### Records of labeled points
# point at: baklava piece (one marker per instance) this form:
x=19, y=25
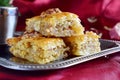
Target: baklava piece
x=84, y=44
x=39, y=50
x=55, y=23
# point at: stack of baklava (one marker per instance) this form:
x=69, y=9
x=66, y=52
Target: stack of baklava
x=53, y=35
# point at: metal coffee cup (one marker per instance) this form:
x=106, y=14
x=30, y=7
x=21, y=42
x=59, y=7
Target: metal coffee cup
x=8, y=20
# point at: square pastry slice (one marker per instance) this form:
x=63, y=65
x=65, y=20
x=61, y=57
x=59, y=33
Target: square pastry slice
x=54, y=23
x=84, y=44
x=38, y=50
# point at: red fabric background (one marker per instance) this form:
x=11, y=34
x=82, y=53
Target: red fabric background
x=107, y=13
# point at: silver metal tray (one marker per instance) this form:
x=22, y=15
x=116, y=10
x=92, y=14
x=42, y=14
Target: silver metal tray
x=107, y=46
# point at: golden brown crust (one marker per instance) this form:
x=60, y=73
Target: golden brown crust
x=40, y=50
x=83, y=44
x=57, y=24
x=13, y=41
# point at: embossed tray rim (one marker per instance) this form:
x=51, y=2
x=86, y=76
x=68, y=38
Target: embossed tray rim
x=63, y=63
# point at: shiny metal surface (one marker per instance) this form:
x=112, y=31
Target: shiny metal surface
x=8, y=20
x=107, y=46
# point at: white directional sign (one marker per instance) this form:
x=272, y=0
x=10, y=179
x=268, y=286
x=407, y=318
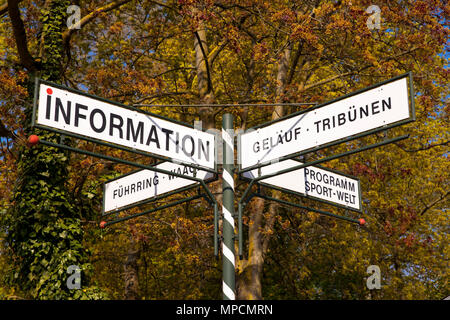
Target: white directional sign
x=361, y=112
x=80, y=114
x=315, y=182
x=145, y=184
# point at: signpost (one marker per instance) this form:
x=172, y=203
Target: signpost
x=189, y=155
x=313, y=182
x=77, y=114
x=144, y=185
x=367, y=111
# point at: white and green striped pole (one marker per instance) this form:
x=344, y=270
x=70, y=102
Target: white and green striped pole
x=228, y=280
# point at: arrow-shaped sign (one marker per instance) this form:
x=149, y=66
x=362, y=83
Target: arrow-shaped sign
x=313, y=182
x=143, y=185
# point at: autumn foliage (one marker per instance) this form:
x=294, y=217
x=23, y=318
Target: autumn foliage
x=188, y=52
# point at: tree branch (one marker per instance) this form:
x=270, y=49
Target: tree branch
x=20, y=36
x=205, y=58
x=91, y=16
x=427, y=207
x=4, y=7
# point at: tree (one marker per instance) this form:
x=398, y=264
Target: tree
x=150, y=53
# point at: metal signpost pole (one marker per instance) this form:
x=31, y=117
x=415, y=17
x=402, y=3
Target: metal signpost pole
x=228, y=283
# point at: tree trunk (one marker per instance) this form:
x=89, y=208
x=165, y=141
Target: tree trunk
x=130, y=269
x=249, y=284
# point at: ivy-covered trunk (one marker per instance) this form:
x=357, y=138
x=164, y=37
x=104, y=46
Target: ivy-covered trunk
x=45, y=230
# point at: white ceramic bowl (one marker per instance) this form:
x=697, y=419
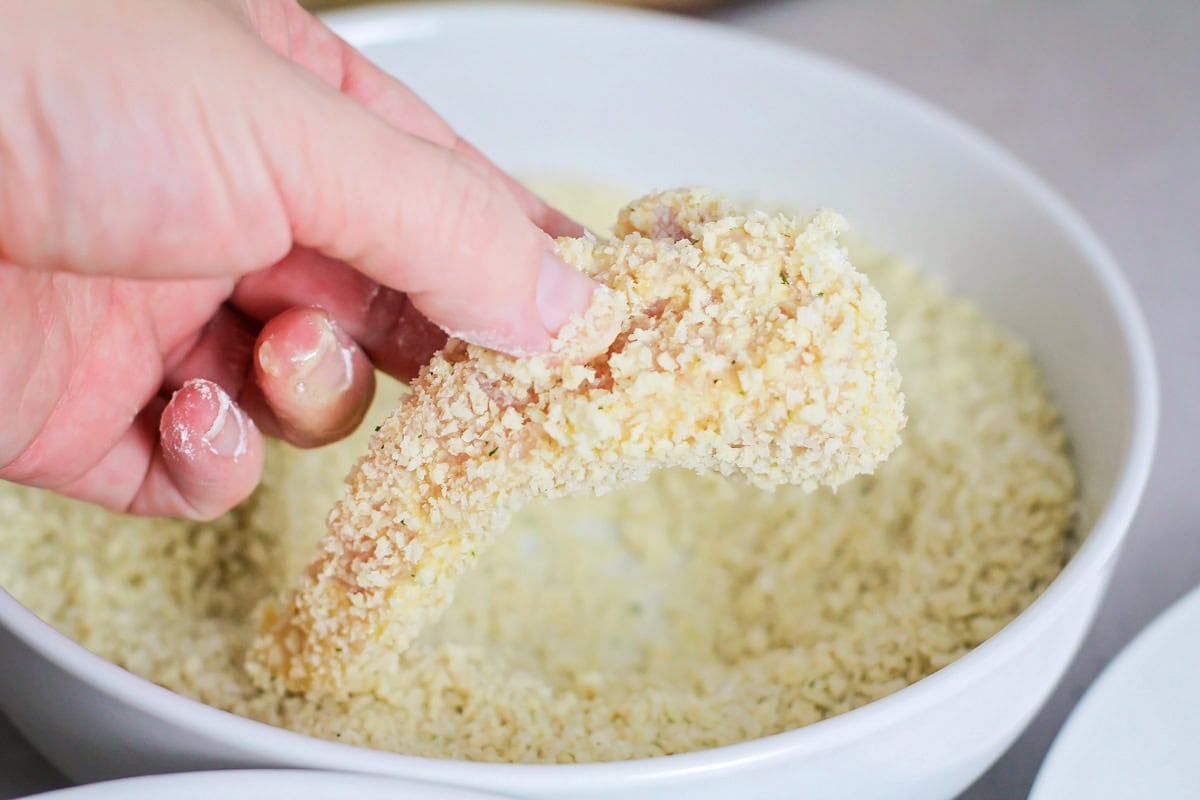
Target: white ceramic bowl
x=645, y=101
x=263, y=785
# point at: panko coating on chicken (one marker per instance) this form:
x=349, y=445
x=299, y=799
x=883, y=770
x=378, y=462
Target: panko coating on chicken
x=730, y=342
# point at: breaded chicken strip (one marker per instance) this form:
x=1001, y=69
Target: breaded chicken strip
x=744, y=344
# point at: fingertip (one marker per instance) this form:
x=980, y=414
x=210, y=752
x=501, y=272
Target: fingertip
x=210, y=449
x=563, y=292
x=313, y=377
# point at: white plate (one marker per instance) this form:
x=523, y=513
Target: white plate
x=1137, y=732
x=263, y=785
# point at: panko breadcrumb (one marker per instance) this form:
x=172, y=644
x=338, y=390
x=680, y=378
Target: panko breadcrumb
x=671, y=615
x=743, y=343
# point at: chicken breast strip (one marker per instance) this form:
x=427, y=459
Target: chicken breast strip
x=738, y=343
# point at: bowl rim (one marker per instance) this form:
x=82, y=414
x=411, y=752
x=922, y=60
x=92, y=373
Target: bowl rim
x=1096, y=553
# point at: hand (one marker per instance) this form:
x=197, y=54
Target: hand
x=215, y=216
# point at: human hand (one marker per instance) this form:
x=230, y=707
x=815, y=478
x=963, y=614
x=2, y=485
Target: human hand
x=215, y=214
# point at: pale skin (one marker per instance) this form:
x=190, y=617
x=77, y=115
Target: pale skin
x=215, y=218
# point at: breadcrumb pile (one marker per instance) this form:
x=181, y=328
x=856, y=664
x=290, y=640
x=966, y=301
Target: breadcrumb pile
x=671, y=615
x=730, y=342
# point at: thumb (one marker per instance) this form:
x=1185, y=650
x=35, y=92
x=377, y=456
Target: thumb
x=421, y=220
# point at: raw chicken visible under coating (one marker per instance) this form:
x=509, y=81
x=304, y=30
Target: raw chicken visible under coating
x=739, y=343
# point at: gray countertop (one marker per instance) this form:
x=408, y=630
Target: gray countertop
x=1103, y=100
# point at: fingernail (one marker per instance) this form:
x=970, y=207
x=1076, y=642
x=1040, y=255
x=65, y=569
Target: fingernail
x=226, y=435
x=562, y=292
x=317, y=372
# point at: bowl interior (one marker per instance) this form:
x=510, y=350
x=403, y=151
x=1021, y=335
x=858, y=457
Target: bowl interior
x=646, y=102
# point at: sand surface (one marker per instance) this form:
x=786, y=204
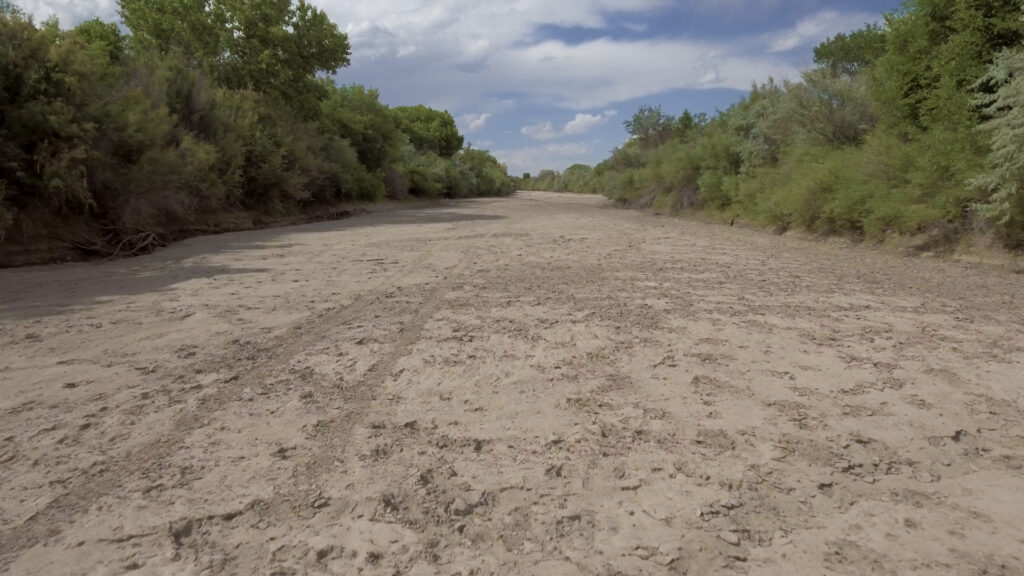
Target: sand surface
x=540, y=384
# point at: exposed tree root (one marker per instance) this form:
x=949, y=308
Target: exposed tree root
x=118, y=244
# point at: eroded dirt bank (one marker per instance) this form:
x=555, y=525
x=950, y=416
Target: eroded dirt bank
x=527, y=385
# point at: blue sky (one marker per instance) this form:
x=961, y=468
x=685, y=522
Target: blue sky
x=547, y=83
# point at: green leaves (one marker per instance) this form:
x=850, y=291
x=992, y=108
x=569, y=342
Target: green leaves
x=271, y=46
x=429, y=129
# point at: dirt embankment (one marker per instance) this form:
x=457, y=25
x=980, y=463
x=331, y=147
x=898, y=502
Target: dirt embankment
x=527, y=385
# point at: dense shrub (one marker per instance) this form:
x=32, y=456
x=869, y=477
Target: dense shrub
x=186, y=117
x=900, y=127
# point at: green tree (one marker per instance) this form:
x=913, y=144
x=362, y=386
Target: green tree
x=429, y=129
x=849, y=53
x=1004, y=180
x=355, y=113
x=649, y=126
x=272, y=46
x=936, y=50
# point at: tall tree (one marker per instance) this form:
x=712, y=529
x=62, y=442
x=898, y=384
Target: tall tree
x=849, y=53
x=271, y=46
x=429, y=129
x=650, y=126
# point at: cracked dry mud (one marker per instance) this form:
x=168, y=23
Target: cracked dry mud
x=539, y=384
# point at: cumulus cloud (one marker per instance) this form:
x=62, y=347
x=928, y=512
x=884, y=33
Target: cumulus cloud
x=556, y=156
x=542, y=131
x=70, y=12
x=583, y=123
x=474, y=122
x=816, y=28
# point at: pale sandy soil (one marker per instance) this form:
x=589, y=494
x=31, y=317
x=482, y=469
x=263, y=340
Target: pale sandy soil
x=530, y=385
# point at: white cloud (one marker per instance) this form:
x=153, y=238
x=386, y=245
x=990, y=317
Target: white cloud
x=474, y=122
x=581, y=124
x=816, y=28
x=542, y=131
x=585, y=122
x=70, y=12
x=555, y=156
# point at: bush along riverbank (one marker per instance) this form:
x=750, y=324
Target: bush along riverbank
x=203, y=117
x=914, y=126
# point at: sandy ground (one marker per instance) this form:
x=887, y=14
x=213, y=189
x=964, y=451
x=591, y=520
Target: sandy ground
x=529, y=385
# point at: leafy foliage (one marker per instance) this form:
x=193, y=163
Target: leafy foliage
x=207, y=108
x=1004, y=181
x=882, y=137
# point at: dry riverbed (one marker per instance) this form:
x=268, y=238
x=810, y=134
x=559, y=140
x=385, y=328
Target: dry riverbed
x=539, y=384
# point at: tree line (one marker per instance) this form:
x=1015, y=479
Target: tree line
x=204, y=108
x=912, y=125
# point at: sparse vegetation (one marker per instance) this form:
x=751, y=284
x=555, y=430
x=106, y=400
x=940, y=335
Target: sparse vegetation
x=900, y=128
x=203, y=109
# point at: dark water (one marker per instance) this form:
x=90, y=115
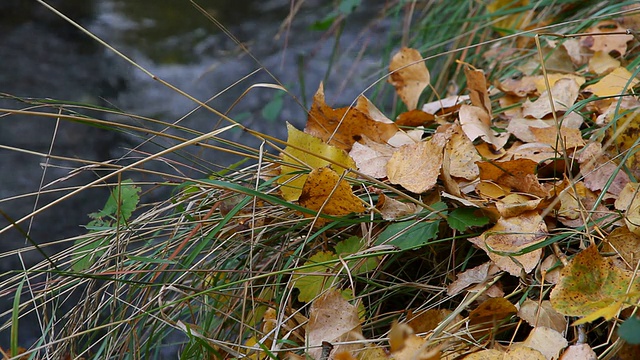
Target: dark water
x=42, y=56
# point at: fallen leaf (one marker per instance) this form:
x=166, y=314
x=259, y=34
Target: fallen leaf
x=333, y=319
x=547, y=341
x=516, y=204
x=416, y=167
x=476, y=275
x=591, y=283
x=409, y=75
x=572, y=138
x=516, y=174
x=371, y=158
x=543, y=315
x=477, y=85
x=564, y=93
x=477, y=123
x=618, y=82
x=510, y=236
x=579, y=352
x=446, y=105
x=415, y=118
x=462, y=156
x=324, y=191
x=516, y=353
x=392, y=209
x=605, y=39
x=629, y=203
x=626, y=244
x=304, y=149
x=602, y=63
x=344, y=126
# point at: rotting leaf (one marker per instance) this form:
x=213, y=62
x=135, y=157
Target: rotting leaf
x=542, y=314
x=318, y=194
x=344, y=126
x=333, y=319
x=476, y=123
x=409, y=75
x=304, y=149
x=416, y=167
x=516, y=174
x=591, y=284
x=510, y=236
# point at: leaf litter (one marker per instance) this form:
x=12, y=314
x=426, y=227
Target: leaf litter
x=483, y=154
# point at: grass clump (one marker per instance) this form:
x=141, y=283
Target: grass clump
x=225, y=267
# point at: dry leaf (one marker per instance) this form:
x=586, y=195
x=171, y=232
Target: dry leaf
x=579, y=352
x=477, y=84
x=391, y=209
x=462, y=156
x=332, y=319
x=515, y=174
x=564, y=93
x=304, y=149
x=371, y=158
x=591, y=284
x=416, y=167
x=320, y=185
x=446, y=105
x=409, y=75
x=547, y=341
x=512, y=235
x=476, y=275
x=344, y=126
x=618, y=82
x=415, y=118
x=607, y=42
x=477, y=123
x=544, y=315
x=602, y=63
x=629, y=203
x=516, y=204
x=572, y=138
x=515, y=353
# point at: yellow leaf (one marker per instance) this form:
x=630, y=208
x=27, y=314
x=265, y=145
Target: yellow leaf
x=318, y=194
x=613, y=84
x=305, y=152
x=409, y=75
x=416, y=166
x=511, y=235
x=344, y=126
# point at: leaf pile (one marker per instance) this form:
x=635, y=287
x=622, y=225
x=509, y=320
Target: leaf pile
x=533, y=169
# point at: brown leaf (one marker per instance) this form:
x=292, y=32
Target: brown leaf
x=542, y=315
x=477, y=84
x=477, y=123
x=564, y=93
x=320, y=185
x=511, y=235
x=607, y=42
x=333, y=319
x=548, y=341
x=515, y=174
x=344, y=126
x=476, y=275
x=416, y=167
x=391, y=209
x=409, y=75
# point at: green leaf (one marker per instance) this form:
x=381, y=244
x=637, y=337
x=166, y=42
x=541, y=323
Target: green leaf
x=309, y=285
x=629, y=330
x=121, y=203
x=351, y=246
x=463, y=218
x=411, y=234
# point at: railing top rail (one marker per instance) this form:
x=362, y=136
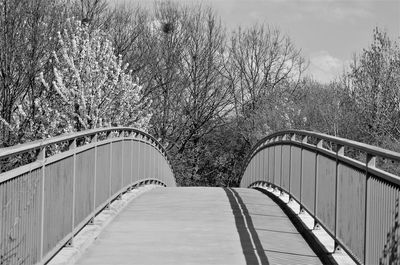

### WRITTEN TASK
Reproduce the lines of the listing above, starting with the line containing "# point at: white ceramic" and going on through the line containing "x=744, y=344", with the requests included and every answer coordinate shifted by adding 91 to it. Omit the pictures from your answer.

### RESULT OF THE EXERCISE
# point at: white ceramic bowl (one marker per instance) this form:
x=697, y=419
Target: white ceramic bowl
x=736, y=192
x=354, y=876
# point at: panko coating on chicken (one marker per instance) this form:
x=349, y=445
x=299, y=799
x=883, y=770
x=378, y=462
Target: panko coating on chicken
x=821, y=433
# point at: breaded chicken strip (one marker per instance) this form:
x=1001, y=69
Target: breaded chicken strip
x=835, y=435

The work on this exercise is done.